Data for the task –
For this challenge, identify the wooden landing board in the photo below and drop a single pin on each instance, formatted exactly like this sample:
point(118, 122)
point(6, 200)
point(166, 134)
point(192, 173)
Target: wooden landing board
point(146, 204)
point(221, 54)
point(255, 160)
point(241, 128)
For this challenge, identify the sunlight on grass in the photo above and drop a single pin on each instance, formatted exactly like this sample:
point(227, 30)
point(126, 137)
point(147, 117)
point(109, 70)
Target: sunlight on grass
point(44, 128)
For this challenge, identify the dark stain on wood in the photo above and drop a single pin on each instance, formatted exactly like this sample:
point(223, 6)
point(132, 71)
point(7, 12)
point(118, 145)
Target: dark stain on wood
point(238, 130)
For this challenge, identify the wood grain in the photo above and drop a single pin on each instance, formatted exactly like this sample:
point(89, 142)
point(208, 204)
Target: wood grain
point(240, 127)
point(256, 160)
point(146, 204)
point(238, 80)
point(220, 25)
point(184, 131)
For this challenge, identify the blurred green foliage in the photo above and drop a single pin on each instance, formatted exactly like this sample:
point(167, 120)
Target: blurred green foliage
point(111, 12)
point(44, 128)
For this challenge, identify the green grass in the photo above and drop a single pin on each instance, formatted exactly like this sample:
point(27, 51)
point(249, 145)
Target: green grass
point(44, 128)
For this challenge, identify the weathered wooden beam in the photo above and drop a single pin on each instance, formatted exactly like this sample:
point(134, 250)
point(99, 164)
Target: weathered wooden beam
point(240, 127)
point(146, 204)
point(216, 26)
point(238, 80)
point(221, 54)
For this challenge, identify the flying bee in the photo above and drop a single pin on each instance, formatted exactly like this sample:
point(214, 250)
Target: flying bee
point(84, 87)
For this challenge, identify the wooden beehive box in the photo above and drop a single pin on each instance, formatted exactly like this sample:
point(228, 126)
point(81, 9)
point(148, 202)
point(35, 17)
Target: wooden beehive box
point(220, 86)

What is expected – Convert all of the data above into a JSON list of strings, with one string for each line and any blank lines left out.

Complete output –
[
  "For this challenge, identify the wooden landing board in the photo below and drop a single pin on each instance, formatted exactly like this sample:",
  "point(118, 122)",
  "point(6, 200)",
  "point(166, 134)",
  "point(192, 173)",
  "Target: wooden landing board",
  "point(146, 204)",
  "point(221, 54)",
  "point(255, 160)",
  "point(241, 128)",
  "For this challenge, identify the sunlight on grass in the photo above and drop a single pin on each instance, formatted exactly like this sample:",
  "point(227, 30)",
  "point(126, 137)",
  "point(147, 117)",
  "point(109, 70)",
  "Target: sunlight on grass",
  "point(44, 128)",
  "For this challenge, identify the dark stain on wood in the photo above and drop a single pin on each instance, formatted exactly like this sample:",
  "point(223, 6)",
  "point(132, 71)",
  "point(7, 12)",
  "point(118, 145)",
  "Target: dark stain on wood",
  "point(238, 130)",
  "For this challenge, identify the wood grain in the photo above and drop a single pin on each instance, formatted exactly like this sample:",
  "point(89, 142)",
  "point(208, 204)",
  "Target: wood grain",
  "point(240, 127)",
  "point(256, 160)",
  "point(146, 204)",
  "point(238, 80)",
  "point(220, 25)",
  "point(184, 131)",
  "For this challenge, identify the blurred green foliage in the photo above and drop a single pin on each instance, formatted exactly like this sample:",
  "point(167, 120)",
  "Target: blurred green foliage",
  "point(111, 12)",
  "point(44, 128)",
  "For this challenge, identify the green grass in the photo above and drop a single pin on each instance, formatted exactly like this sample:",
  "point(27, 51)",
  "point(249, 145)",
  "Target: green grass",
  "point(44, 128)",
  "For this challenge, identify the weathered wooden beam in the photo above and drop a single pin on each instance, formatted exactly like this sample:",
  "point(134, 250)",
  "point(99, 164)",
  "Target: weathered wooden beam",
  "point(240, 127)",
  "point(146, 204)",
  "point(216, 26)",
  "point(238, 80)",
  "point(221, 54)",
  "For this challenge, identify the flying bee in the photo above and drop a single pin on each instance, formatted exactly like this sample:",
  "point(214, 250)",
  "Target: flying bee",
  "point(84, 87)",
  "For this challenge, identify the wooden beehive box in the photo above and drop a single pin on each instance, formatted exactly like this sample:",
  "point(228, 126)",
  "point(81, 9)",
  "point(148, 202)",
  "point(35, 17)",
  "Target: wooden beehive box",
  "point(220, 86)"
]